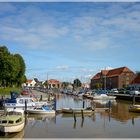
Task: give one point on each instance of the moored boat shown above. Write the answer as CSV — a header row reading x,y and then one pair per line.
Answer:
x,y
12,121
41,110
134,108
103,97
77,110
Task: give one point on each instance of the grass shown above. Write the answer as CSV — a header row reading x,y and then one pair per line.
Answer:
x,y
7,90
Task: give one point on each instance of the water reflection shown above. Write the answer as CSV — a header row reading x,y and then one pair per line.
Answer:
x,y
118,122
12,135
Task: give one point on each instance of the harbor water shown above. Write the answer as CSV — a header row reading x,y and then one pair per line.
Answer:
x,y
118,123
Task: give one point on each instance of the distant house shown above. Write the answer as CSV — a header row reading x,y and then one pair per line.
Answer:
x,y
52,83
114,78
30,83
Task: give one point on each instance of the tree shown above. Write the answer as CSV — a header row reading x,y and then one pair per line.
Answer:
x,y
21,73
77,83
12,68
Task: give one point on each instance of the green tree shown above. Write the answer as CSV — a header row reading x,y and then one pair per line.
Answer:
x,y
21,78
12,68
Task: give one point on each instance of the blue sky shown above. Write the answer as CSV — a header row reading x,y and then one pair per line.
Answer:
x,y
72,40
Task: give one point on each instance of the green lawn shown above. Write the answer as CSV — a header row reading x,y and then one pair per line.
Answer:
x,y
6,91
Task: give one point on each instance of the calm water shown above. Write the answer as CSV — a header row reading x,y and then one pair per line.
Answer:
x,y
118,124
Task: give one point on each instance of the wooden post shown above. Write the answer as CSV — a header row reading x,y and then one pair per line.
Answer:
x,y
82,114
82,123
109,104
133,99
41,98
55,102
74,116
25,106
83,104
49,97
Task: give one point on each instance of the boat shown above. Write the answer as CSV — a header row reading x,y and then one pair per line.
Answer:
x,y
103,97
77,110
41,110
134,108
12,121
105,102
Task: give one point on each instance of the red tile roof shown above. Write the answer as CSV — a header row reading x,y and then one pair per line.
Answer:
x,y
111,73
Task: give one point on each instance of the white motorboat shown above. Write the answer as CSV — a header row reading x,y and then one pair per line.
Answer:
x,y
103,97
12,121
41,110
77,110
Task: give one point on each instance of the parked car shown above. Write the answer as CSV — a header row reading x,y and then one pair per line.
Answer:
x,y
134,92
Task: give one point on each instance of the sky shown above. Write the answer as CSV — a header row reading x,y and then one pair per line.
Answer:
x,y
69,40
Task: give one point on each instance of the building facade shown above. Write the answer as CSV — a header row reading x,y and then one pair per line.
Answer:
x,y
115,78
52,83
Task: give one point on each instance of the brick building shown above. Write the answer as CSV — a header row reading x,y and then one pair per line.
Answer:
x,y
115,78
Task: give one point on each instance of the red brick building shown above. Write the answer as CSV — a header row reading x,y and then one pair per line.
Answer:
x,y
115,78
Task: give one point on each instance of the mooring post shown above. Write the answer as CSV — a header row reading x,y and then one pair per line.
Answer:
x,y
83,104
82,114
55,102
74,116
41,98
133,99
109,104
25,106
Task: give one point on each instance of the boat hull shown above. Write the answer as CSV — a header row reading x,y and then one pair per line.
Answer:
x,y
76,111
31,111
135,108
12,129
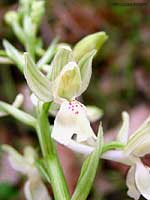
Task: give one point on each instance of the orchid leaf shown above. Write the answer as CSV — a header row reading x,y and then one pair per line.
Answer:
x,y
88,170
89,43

* * *

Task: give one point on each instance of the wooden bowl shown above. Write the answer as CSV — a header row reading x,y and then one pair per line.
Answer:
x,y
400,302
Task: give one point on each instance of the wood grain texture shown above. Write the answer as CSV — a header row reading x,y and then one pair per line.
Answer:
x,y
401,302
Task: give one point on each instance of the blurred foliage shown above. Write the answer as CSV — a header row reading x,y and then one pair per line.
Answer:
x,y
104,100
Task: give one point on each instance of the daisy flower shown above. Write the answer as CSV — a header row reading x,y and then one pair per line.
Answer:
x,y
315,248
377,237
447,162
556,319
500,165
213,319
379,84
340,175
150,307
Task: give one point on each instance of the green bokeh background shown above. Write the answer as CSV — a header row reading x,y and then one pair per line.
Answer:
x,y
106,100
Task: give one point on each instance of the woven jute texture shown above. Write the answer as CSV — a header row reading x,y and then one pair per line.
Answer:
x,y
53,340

» **REQUIRED ACTION**
Transcribe each line of the data above, unaltered, from the one where "Task: give one point on each instance of the green lawn" appears to the one where "Task: give one point on each instance of the wooden post" appears, inclusive of both.

» **TASK SOLUTION**
Task: give one point on each instance of the green lawn shown above. Write the answer as CSV — a header row reading x,y and then one pair per line.
Answer:
x,y
6,91
Task: give one point on each instance of the calm water shown above. Write the answer as CSV — a header row reading x,y and then one pair per line.
Answer:
x,y
118,124
Task: give one point on each instance of the wooden post shown above. Write the answer as CSV — a header row reading x,y and then one pair per line.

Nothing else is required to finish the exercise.